- [LISTA DE TAREFAS]
1) Segundo o excerto sobre Rosa dos Ventos, em que ano foi publicado esse livro?
2) Prossiga o excerto sobre Rosa dos Ventos a partir da última linha apresentada.

- [EXCERTO DO TEXTO]
Rosa dos Ventos é o primeiro livro publicado com a ajuda de amigos, em 1940, que segundo Alexandre Pinheiro Torres contém “alguns dos poemas formalmente mais belos deste século” e que vêm solidificar um movimento que há já muito anunciava um novo humanismo, trazendo uma “ reviravolta temática na poesia portuguesa”.
Nele, espraiam-se, desde início, os grandes motivos e temáticas que irão orientar a sua poesia. A primeira parte, “Sete canções da vida”, abre com o belíssimo poema “Primeira”, onde se canta a Vida, na metáfora da mulher sedutora e sensual, de contornos clássicos, uma Vénus inspiradora dos poetas renascentistas (sonhada, mas inalcansável), que no século XX serve de inspiração ao Poeta neo-realista que sonha com o amor fraterno- a União entre povos.

“Vida: sensualíssima mulher de carnes maravilhosas
cujos passos são horas.

- [BLOCO DE DADOS]
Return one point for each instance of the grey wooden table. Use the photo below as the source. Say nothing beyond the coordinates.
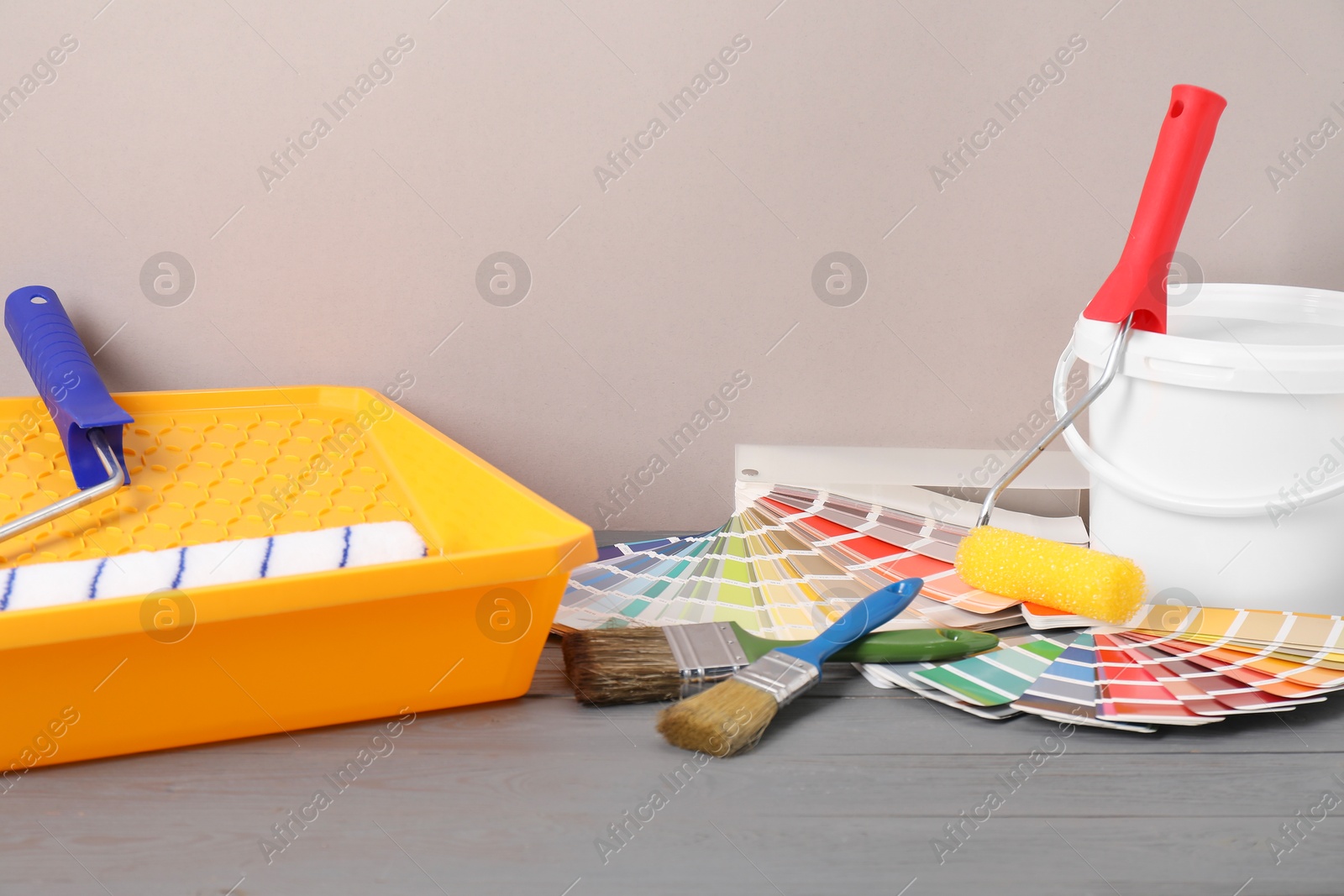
(847, 794)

- [RESPOSTAS POR TAREFA]
1) Em 1940.

2)
.........................................
Vou seguindo teus passos
Lutando e sofrendo
E ficam abertos meus braços:
Nunca te alcanço!”

O sujeito poético afirma, assim, a natureza clássica da mulher, divina, utópica, ideal, mas repare-se que falamos da Vida associada à luta e à revolta, à acção, portanto, é de todo um sonho para a Humanidade que o Poeta fala, se bem que ainda não está declarada a fraternidade do seu Sonho. O registo poético encontra-se, apenas, no plano pessoal:

“À punhalada dilacero a folhagem
e abro clareiras
na floresta milenária do meu caminho.”

A afirmação do cenário idílico segue no poema “Segunda”, onde são claras as referências à famosa alegoria da “Ilha dos Amores”, da epopeia Os Lusíadas, de Camões. A união entre o poeta e a musa (rapariga casta) é perfeita, a Eternidade foi alcançada:


“-Bom dia, Sol de todos os países!
Os nossos corpos formaram laços,
A Eternidade envolve-nos.”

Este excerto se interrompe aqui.